(Dataset records)
————
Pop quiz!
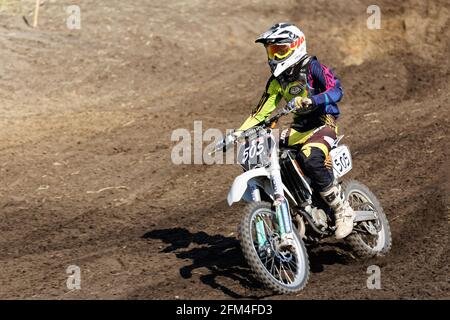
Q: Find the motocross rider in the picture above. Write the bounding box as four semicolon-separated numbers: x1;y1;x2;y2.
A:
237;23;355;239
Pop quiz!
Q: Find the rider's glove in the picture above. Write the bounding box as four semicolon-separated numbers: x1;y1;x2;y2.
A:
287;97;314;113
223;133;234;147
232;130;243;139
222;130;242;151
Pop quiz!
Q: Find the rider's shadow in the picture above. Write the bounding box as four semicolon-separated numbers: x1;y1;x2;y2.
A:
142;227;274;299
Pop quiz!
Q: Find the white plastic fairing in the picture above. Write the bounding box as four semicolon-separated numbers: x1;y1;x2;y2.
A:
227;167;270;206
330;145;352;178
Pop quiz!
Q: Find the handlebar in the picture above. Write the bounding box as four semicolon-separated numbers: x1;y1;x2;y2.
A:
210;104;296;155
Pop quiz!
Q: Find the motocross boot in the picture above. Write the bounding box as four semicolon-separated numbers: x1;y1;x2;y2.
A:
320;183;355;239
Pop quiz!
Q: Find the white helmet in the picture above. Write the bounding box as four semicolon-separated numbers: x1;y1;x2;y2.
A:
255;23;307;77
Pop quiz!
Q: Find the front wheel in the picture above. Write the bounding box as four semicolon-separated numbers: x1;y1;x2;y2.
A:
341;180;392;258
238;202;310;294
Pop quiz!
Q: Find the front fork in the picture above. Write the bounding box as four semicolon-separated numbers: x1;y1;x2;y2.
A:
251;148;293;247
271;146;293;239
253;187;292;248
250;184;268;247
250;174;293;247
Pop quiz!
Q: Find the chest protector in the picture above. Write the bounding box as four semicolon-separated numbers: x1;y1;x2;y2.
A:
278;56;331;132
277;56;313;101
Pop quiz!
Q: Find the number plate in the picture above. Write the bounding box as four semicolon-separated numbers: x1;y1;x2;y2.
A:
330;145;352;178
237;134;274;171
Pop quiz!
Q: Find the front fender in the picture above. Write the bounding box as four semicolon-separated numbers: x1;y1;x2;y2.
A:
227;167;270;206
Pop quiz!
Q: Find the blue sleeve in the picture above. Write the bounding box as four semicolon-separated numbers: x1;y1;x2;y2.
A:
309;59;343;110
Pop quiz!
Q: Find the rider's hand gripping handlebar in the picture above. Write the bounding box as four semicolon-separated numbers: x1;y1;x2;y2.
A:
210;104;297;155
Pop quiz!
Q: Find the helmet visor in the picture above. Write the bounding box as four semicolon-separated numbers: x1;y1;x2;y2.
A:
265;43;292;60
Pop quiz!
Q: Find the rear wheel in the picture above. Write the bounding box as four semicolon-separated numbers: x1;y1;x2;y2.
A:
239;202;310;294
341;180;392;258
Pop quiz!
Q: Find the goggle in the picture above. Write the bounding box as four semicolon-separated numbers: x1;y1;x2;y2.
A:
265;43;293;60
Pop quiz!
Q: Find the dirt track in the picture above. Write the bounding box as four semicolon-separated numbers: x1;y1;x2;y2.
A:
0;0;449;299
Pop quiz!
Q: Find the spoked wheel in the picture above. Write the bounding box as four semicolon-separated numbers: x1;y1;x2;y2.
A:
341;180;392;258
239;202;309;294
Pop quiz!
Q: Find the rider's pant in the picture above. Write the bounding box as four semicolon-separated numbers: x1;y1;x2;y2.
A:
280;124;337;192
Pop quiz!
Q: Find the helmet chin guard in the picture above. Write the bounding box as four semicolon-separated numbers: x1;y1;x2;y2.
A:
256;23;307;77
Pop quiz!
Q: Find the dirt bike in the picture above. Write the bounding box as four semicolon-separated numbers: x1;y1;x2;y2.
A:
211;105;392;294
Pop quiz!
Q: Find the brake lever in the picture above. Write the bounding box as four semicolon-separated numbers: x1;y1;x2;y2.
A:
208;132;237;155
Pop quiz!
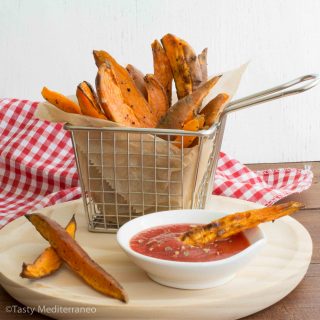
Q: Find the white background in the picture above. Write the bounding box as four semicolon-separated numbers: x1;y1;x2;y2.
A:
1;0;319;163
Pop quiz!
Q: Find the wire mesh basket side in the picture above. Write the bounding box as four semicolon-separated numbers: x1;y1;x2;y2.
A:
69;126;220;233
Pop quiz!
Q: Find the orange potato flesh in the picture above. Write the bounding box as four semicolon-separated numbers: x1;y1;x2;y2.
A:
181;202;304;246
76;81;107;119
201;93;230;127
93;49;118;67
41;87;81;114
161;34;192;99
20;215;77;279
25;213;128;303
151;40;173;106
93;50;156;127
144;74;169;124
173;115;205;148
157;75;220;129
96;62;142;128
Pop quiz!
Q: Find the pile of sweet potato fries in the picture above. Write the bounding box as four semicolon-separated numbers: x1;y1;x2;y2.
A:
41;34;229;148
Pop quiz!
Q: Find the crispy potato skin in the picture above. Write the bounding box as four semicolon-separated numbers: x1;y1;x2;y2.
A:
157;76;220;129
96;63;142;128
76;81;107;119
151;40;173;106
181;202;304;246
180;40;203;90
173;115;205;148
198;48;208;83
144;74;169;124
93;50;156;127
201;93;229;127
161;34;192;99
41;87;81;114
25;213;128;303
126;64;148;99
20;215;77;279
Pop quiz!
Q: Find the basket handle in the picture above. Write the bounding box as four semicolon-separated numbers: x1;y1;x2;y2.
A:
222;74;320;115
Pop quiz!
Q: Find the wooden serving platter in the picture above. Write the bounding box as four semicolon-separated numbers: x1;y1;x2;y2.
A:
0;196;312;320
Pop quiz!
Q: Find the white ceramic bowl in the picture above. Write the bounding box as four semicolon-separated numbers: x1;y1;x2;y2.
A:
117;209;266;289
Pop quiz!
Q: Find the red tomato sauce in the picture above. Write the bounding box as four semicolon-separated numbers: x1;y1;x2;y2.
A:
————
**Assignment**
What is needed is an exact copy of the entries above, with no images in it.

**Answer section**
Pop quiz!
Q: Find the motocross rider in the picture above. Write the bounding box as four semicolon-separated numbers: x1;y1;x2;y2.
A:
237;23;355;239
Pop quiz!
Q: Find the rider's glove in the picture above. Write the bounding box as four semicolon-separated numbers: x1;y1;x2;y2.
A:
287;97;314;113
223;133;234;147
232;130;243;139
222;130;242;151
Pop quiz!
Q: Find the rider's shadow in the picture above. Write the bounding box as four semicolon-separated numbers: x1;y1;x2;y2.
A:
142;227;274;299
Pop quiz!
Q: Find the white plastic fairing in the picture above. Write the bounding box as four semicolon-separated numbers: x1;y1;x2;y2.
A:
227;167;270;206
330;145;352;178
Pop quiz!
Q: Find the handlebar in the picture above. Write the bounding box as four semicolon-separated numbers: x1;y1;x2;y2.
A:
210;104;296;155
Pop quiz!
Q: Find the motocross boot in the picture above. Write the bounding box as four semicolon-separated numbers: x1;y1;x2;y2.
A:
320;183;355;239
Pop quiz!
Q: Find the white helmet in the picture above. Write the bounding box as four semicolon-separated numbers: x1;y1;x2;y2.
A:
255;23;307;77
Pop quiz!
Q: Find the front wheel in the picture above. Write the bounding box as four semicolon-separated numbers: x1;y1;x2;y2.
A:
341;180;392;258
238;202;310;294
Pop quiz!
Q: Find the front fork in the picture above. Write the bounding box as four semicolon-separated numbers: x1;y1;x2;y2.
A:
251;148;293;247
271;146;293;239
253;187;292;248
250;184;268;247
250;174;293;247
Pop quiz!
Q: Find the chest protector in the picture above. Write the bounding box as four semicolon-separated numbers: x1;y1;x2;y2.
A:
278;56;331;132
277;56;313;101
Pop quiz!
Q: Find the number plate in the picture above. Write the bounding box as four semicolon-separated numbers: x1;y1;x2;y2.
A:
330;145;352;178
237;134;274;171
Pop quiz!
Q: Find the front fender in the picture above. Write the bounding box as four semicolon-separated numbers: x1;y1;x2;y2.
A:
227;167;270;206
Pop quiz!
Q: Find the blue sleeve in the picture above. Write the bounding box as four semicolon-separated numbers: x1;y1;x2;y2.
A:
309;59;343;110
Pop quiz!
Q: Find the rider's hand gripping handlebar in the picture above. Write the bounding box as four semicolon-separated numbers: x1;y1;x2;y2.
A:
210;104;297;155
Pop quiz!
Q: Find the helmet visor in the picture above. Write the bounding box as four semicolon-separated numbers: x1;y1;x2;y2.
A:
265;43;292;60
Pop quiz!
Q: Find the rear wheel in the picture above. Write the bounding box as four semicolon-separated numbers: x1;y1;x2;y2.
A:
239;202;310;294
341;180;392;258
Pop quiz!
Q: Find the goggle in the picture above. Write the bounding box as four semicolon-separated numbers: x1;y1;x2;y2.
A:
265;43;293;60
Pop quiz!
Q: Find the dirt track in the picture above. Write the bounding box as four semicolon-separated numbers: x1;y1;x2;y2.
A:
0;0;449;299
Pop quiz!
Q: Find the spoked wheel in the picture above. Write the bounding box as four semicolon-separated numbers: x1;y1;x2;y2.
A:
341;180;392;258
239;202;309;294
Pop quiz!
Q: Find the rider's pant in the picture above. Write the bounding box as four semicolon-separated numbers: x1;y1;x2;y2.
A:
280;124;337;192
Pop quiz!
Q: Find the helmet chin guard in the picture above. Write the bounding box as four semicolon-separated numbers: x1;y1;x2;y2.
A:
256;23;307;77
Pop quiz!
Q: Find the dirt bike in the picture above. Write the bounding box as four semicolon-separated numbers: x1;y1;x2;y2.
A:
211;105;392;294
Pop quiz!
Q: Find the brake lever in the picture above. Write the bounding box as four semicolon-separated numbers: x1;y1;x2;y2.
A:
208;132;237;155
Pop quiz!
Q: Find the white background in the picture above. Write the bounding box as four semicolon-separated numbers: x1;y1;x2;y2.
A:
1;0;319;163
Pop quiz!
Q: Find the wire mesh basket side in the picture above. Write the bounding box as four semicolon-separated numbers: x1;y1;x2;y2.
A:
69;126;220;233
Pop quiz!
Q: Find the orange potato flesh in the picture above. Write the bounding box as four semicolon-separated numbers: x1;y1;x2;y2.
A:
181;202;304;246
76;81;107;119
201;93;230;127
93;49;118;67
41;87;81;114
161;34;192;99
20;215;77;279
25;213;128;303
151;40;173;106
93;50;156;127
144;74;169;124
173;115;205;148
157;75;220;129
96;62;142;128
Pop quiz!
Q: Find the pile of sweet potato fries in the picture above. Write the bounding box as four semicolon-separated numbers: x1;y1;x2;y2.
A:
41;34;229;148
Pop quiz!
Q: Find the crispy potato skin in the picture above. Write the bounding box as four semicolon-separated numbers: x1;y1;x2;y2.
A:
157;76;220;129
96;63;142;128
76;81;107;119
151;40;173;106
181;202;304;246
180;40;203;90
173;115;205;148
198;48;208;83
144;74;169;124
93;50;156;127
201;93;229;127
161;34;192;99
41;87;81;114
25;213;128;303
126;64;148;99
20;215;77;279
Pop quiz!
Q: Find the basket handle in the picture above. Write the bounding box as four semicolon-separated numbers: x1;y1;x2;y2.
A:
222;74;320;115
Pop quiz!
Q: Find the wooden serving platter in the picture above. Write the bounding box as four semicolon-separated numbers: x1;y1;x2;y2.
A:
0;196;312;320
Pop quiz!
Q: Find the white ceramic bowl in the picture above. Write the bounding box as four semicolon-separated numbers: x1;y1;x2;y2.
A:
117;209;266;289
Pop quiz!
Q: Find the red tomato sauce in the picture above. Write the bounding box as four semicolon-separated numbers: x1;y1;x2;y2.
A:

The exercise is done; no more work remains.